> **Passage provided**
When a limited company in the UK is no longer able to pay its debts as they fall due, one of the formal insolvency options available is a creditors voluntary liquidation (CVL). This process allows directors of insolvent companies to voluntarily wind up the business in an orderly manner, rather than waiting for a creditor to force the issue through court proceedings.
This article explains how CVL works, when it may be appropriate, and how it relates to investigations into misuse of government financial support, particularly in relation to bounce back loan fraud.
What Is Creditors Voluntary Liquidation?
A creditors voluntary liquidation is a formal insolvency procedure where the directors of a company voluntarily decide to close the company because it is insolvent. Insolvency can mean that the company is unable to pay its debts on time or that its liabilities exceed its assets.
The process generally involves the following steps:
- Resolution by directors: The board of directors agrees that the company should be liquidated.
- Shareholders’ meeting: A shareholders’ vote is required to formally resolve to wind up the company.

> **Work order**
Resume the explanation of creditors voluntary liquidation, starting after the list item on the shareholders' meeting. The records have no connection to the text about creditors voluntary liquidation.

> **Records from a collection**

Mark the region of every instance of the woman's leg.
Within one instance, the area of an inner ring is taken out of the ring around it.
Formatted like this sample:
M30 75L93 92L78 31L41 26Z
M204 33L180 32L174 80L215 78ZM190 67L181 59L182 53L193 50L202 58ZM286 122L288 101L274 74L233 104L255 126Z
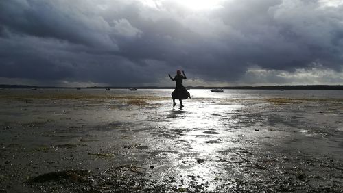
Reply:
M182 105L182 99L178 99L180 101L180 109L183 108L183 105Z

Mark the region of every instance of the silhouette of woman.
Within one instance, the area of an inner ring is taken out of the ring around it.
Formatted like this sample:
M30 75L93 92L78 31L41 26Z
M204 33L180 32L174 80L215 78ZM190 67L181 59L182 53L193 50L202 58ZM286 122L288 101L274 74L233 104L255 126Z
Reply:
M170 76L170 74L168 74L170 79L175 81L176 83L176 88L175 88L175 90L172 93L172 97L173 98L173 107L176 105L176 103L175 103L175 99L178 99L180 101L180 110L183 108L182 99L186 99L188 97L191 98L191 94L182 85L182 80L187 79L184 71L182 71L182 74L183 75L181 75L181 71L177 70L176 75L174 78Z

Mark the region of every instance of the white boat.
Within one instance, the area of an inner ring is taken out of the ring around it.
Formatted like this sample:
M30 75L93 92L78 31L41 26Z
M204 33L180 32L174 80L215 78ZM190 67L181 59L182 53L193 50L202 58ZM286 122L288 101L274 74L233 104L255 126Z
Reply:
M224 90L222 89L220 89L220 88L215 88L215 89L211 89L211 92L223 92Z

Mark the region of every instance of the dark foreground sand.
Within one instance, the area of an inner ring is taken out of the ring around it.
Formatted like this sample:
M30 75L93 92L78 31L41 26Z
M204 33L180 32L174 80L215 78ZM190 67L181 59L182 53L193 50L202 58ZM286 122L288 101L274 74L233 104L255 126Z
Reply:
M343 97L142 93L1 90L0 192L343 192Z

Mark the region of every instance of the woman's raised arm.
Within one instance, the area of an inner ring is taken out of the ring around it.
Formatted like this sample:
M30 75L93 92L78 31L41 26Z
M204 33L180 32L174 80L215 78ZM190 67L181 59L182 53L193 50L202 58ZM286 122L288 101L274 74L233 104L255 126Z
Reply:
M183 77L184 77L183 79L187 79L187 77L186 77L186 75L185 75L185 72L183 70L182 70L182 74L183 74Z

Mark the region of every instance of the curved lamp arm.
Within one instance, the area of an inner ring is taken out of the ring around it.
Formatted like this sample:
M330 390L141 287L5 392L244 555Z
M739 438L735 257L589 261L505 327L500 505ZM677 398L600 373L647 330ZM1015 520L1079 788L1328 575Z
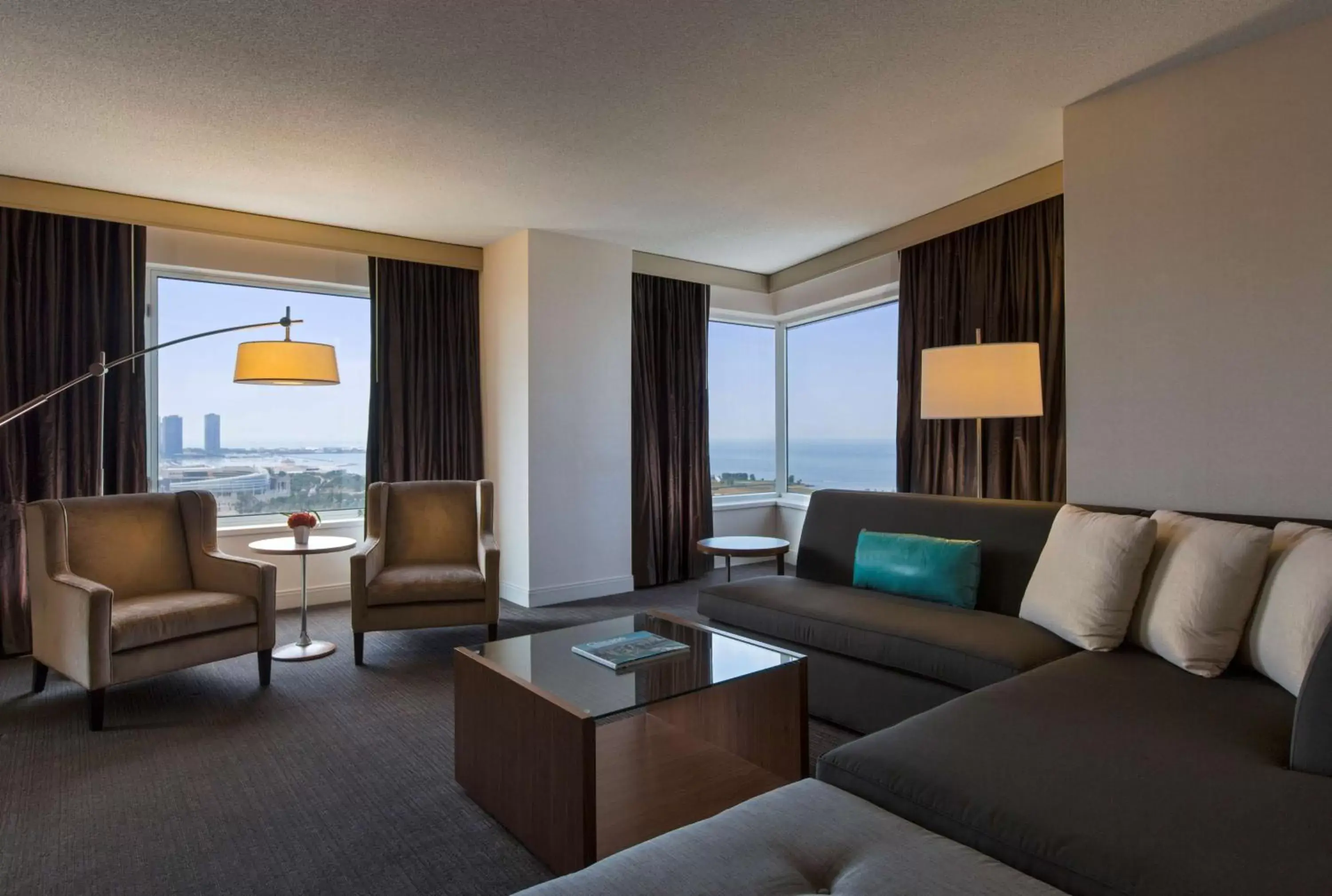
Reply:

> **Result of this exercise**
- Appointment of a liquidator: A licensed insolvency practitioner is appointed to take over the company’s affairs.
- Meeting of creditors: Creditors are informed of the liquidation and can vote to confirm or replace the liquidator.
- Asset realisation: The liquidator identifies and sells company assets to repay creditors in order of priority.
Once liquidation is complete, the company is removed from the Companies House register and ceases to exist.
Why Would a Company Enter CVL?
Companies typically enter CVL when there is no realistic prospect of returning to solvency. Directors may opt for CVL instead of allowing creditors to initiate compulsory liquidation because:
- It shows proactive governance by directors.
- It allows for better organisation of asset disposal.
- It can reduce disruption to creditors, employees, and other stakeholders.
Although CVL is initiated by directors, it primarily serves the interest of creditors. The liquidator’s duty is to gather all available assets and distribute them fairly among creditors according to statutory rules.
Director’s Duties and Investigations
One of the standard responsibilities of the liquidator is to examine the conduct of the directors in the time leading up to the company’s insolvency. This includes reviewing financial transactions, asset sales, and any unusual or potentially improper behaviour.
The liquidator reports to the Insolvency Service, and if misconduct is identified, directors may face disqualification from acting as directors in the future, or even legal consequences.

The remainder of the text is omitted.